ASSIGNED TASK: Wherever "door" appears in a line of the listing, report that line.

AVAILABLE DATA:
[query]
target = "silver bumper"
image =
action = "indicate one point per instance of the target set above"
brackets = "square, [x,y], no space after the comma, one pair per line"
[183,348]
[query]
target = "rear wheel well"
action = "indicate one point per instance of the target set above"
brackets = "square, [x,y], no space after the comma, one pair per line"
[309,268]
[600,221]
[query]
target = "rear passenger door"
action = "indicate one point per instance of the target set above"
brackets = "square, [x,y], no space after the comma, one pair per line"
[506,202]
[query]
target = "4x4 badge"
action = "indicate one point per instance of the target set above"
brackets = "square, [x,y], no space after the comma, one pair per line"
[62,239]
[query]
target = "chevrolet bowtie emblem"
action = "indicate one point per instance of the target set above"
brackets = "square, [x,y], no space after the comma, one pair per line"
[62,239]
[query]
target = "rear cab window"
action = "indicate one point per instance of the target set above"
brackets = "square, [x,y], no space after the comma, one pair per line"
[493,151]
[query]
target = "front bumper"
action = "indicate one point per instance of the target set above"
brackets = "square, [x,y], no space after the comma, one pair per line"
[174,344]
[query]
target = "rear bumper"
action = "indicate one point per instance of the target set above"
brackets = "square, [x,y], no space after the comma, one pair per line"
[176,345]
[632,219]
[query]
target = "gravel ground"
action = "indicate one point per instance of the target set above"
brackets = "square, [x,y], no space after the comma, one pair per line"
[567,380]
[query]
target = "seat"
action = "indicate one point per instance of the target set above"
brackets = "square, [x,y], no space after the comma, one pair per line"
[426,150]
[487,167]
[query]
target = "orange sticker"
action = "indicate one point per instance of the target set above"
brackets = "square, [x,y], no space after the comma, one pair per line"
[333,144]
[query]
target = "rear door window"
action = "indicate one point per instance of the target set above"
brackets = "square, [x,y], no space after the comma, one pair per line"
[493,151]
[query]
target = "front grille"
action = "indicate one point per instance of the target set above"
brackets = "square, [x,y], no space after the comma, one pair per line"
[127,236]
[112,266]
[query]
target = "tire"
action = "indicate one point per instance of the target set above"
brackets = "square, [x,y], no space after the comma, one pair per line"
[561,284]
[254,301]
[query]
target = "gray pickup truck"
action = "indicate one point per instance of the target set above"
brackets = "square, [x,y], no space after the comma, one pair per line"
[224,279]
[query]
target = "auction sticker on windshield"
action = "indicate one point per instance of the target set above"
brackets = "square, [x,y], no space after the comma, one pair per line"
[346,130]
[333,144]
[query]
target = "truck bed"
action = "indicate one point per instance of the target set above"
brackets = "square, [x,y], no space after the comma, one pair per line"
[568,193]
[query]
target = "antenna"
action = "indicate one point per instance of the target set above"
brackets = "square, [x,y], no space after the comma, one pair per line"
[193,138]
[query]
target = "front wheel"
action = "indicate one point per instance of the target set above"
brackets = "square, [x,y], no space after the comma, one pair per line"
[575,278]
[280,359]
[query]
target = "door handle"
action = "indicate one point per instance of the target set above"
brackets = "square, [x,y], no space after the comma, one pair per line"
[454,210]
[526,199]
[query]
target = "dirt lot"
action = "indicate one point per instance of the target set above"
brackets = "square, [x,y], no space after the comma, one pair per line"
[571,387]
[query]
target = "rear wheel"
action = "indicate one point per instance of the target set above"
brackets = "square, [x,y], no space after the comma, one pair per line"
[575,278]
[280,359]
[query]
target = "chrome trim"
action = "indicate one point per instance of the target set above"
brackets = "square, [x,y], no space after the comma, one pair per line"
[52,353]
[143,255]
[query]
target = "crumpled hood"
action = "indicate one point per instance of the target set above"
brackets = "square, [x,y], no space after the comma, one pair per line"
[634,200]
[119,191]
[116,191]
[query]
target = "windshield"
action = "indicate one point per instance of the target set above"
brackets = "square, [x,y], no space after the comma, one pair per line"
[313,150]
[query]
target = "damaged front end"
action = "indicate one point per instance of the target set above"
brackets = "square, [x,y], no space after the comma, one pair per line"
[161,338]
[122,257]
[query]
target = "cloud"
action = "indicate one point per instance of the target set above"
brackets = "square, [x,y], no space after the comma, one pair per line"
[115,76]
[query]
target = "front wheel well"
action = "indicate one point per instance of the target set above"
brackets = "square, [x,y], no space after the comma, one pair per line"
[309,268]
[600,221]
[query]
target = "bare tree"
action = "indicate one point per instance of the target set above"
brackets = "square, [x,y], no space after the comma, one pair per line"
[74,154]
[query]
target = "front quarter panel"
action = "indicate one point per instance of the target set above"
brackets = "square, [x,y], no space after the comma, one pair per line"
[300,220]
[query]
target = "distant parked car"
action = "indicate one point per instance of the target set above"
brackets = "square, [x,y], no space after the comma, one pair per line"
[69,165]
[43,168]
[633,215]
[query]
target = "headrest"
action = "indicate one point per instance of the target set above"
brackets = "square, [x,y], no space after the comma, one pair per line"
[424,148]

RESPONSE TO THIS TASK:
target = "rear passenger door"
target = "rear door window"
target = "door handle"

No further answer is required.